Madame Tussauds Shanghai
The second Asian outlet is located in the Chinese city of Shanghai. Attracted by Shanghai's growing reputation and tourism volume in East Asia, the Tussauds Group approached Shanghai authorities to discuss the possibility of opening its second Asian location in early 2004. The Shanghai authorities agreed with the proposal and Madame Tussauds Shanghai (上海杜莎夫人臘像館) was opened on 1 May 2006 on the 10th floor of the New World Department Store at West Nanjing Road.

The Shanghai outlet houses nearly 75 wax figures of local and internationally known celebrities to date, and will add more in its second and third phases. The museum opens all year round from 10 am to 10 pm daily and it is divided up into seven themed sections: Glamour, Behind the Scenes, History and Heroes, Music, Film, Speed and Sport. Admission fee is RMB 135 (US$20) for adults and RMB 100 for students. Madame Tussauds Shanghai is the Tussauds Group's sixth waxwork museum after London, Amsterdam, Las Vegas, New York City and Hong Kong.

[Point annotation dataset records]

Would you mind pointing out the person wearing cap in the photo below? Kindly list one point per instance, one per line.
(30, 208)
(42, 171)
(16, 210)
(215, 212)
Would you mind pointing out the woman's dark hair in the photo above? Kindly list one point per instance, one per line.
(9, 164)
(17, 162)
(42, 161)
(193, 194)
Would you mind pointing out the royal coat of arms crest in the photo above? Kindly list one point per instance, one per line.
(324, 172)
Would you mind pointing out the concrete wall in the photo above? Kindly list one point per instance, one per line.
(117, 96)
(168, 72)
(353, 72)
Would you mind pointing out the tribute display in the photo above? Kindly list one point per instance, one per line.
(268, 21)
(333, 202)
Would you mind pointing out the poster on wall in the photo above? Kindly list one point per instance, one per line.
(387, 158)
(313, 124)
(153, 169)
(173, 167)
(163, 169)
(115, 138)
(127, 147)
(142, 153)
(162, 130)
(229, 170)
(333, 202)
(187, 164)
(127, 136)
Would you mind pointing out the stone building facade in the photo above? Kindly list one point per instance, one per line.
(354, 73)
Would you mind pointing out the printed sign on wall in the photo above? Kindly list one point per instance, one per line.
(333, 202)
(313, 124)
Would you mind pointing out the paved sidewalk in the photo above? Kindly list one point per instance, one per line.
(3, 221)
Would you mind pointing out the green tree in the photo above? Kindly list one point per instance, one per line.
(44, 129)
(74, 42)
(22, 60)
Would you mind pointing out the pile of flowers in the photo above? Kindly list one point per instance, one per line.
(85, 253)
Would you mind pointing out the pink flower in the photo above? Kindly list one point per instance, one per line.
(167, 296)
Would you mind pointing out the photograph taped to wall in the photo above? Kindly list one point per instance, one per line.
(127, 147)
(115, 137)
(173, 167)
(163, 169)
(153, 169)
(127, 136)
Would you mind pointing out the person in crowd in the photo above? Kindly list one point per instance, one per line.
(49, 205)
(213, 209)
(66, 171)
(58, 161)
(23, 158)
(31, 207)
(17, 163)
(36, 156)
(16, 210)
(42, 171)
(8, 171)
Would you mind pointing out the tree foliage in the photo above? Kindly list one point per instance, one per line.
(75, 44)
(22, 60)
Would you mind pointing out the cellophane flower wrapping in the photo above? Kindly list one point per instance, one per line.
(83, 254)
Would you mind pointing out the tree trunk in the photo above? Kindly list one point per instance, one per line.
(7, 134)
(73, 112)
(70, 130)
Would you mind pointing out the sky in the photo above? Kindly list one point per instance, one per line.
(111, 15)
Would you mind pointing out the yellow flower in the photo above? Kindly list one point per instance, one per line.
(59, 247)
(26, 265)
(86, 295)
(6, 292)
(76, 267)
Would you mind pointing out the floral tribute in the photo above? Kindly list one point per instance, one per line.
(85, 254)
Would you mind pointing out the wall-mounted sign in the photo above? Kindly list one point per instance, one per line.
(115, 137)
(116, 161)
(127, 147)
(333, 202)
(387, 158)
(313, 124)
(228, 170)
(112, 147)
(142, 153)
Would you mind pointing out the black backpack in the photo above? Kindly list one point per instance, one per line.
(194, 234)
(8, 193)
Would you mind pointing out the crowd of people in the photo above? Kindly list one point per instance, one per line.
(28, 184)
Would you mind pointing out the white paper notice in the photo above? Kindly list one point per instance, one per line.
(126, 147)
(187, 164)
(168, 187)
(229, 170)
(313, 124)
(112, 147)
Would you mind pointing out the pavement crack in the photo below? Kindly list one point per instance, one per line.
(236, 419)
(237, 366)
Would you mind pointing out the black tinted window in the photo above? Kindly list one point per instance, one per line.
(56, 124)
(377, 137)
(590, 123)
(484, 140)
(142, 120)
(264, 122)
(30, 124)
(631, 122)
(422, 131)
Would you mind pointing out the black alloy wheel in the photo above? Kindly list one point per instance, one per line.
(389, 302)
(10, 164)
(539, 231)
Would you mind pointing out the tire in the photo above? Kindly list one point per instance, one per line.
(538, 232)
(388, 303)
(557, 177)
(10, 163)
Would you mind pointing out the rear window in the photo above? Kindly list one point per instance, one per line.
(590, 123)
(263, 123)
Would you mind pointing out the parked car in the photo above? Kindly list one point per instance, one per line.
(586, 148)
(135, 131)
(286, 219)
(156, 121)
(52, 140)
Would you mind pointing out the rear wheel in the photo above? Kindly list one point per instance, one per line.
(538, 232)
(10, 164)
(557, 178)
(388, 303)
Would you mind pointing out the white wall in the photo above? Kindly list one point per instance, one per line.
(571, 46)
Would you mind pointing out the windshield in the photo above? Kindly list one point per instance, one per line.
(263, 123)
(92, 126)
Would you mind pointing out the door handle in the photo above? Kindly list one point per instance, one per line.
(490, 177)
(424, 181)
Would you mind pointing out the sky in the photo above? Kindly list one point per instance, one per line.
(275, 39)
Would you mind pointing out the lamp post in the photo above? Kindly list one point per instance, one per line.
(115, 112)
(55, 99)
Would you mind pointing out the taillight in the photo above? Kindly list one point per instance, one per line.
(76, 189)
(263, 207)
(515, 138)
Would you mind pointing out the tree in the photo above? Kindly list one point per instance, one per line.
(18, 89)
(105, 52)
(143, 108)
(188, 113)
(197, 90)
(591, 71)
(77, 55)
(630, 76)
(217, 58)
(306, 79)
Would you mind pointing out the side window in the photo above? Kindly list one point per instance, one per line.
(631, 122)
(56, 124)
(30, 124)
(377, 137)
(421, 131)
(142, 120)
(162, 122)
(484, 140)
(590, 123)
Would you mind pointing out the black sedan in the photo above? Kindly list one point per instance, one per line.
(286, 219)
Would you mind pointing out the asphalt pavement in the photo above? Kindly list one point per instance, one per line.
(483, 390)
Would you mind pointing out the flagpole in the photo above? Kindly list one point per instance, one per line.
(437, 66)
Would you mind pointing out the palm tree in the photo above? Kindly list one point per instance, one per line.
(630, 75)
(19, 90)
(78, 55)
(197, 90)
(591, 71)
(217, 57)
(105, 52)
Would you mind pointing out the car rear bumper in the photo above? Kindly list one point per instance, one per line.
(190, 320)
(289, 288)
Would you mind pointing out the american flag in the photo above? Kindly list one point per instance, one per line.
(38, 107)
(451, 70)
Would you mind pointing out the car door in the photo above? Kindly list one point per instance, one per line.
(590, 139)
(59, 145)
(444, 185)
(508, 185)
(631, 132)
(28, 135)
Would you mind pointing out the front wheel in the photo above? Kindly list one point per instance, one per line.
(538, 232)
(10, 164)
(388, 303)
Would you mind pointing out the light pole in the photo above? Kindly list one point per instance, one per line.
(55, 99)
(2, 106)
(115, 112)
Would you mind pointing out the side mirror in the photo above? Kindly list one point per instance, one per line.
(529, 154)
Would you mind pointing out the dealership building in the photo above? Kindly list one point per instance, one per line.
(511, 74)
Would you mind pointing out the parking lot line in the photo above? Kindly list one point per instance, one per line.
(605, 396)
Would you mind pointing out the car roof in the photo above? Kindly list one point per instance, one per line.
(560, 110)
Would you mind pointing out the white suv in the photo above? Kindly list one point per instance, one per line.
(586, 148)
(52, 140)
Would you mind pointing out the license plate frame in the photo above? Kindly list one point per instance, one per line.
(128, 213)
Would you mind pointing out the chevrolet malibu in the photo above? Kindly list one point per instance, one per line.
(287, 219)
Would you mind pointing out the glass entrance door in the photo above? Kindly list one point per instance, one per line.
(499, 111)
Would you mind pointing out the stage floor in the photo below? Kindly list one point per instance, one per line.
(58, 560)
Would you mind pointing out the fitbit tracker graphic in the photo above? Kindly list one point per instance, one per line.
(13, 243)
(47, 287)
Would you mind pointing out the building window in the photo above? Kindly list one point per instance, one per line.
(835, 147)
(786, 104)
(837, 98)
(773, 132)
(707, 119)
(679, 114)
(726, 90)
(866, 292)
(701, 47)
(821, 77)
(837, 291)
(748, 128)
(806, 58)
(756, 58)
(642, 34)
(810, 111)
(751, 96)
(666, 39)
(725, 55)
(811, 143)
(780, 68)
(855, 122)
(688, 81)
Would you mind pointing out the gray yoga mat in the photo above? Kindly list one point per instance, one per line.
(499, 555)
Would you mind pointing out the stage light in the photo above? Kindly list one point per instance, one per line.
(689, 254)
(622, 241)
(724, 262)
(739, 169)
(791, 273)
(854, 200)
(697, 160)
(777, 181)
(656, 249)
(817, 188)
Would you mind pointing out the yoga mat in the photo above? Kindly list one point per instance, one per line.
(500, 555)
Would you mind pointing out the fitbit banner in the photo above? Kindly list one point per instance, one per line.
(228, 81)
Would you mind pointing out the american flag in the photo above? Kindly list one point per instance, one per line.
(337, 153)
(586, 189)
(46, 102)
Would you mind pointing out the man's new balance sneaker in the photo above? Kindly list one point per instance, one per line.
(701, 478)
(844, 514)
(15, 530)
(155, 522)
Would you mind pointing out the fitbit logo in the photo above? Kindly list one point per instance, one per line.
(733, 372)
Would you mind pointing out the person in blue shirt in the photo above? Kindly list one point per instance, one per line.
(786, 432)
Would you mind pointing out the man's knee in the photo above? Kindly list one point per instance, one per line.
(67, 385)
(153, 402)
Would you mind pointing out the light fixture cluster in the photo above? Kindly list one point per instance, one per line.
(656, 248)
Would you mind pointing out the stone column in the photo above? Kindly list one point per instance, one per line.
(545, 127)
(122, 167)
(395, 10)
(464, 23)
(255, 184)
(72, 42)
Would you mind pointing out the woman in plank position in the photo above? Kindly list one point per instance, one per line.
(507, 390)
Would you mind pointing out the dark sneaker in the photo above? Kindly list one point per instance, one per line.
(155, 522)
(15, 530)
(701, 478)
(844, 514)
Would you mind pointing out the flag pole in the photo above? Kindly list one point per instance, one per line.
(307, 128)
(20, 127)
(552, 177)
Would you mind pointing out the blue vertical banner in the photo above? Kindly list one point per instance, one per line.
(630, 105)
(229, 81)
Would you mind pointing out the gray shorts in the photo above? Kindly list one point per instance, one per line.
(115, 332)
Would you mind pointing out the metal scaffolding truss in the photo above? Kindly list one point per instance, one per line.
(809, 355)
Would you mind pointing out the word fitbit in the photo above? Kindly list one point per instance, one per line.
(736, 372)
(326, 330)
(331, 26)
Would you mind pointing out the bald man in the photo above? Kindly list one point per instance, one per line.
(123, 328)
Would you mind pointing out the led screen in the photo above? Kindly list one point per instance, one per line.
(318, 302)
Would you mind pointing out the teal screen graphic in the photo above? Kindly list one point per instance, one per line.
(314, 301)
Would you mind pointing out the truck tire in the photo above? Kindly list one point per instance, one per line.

(Written task) According to the text about Madame Tussauds Shanghai, on which floor of the New World Department Store did the museum open?

(Exercise output) The 10th floor.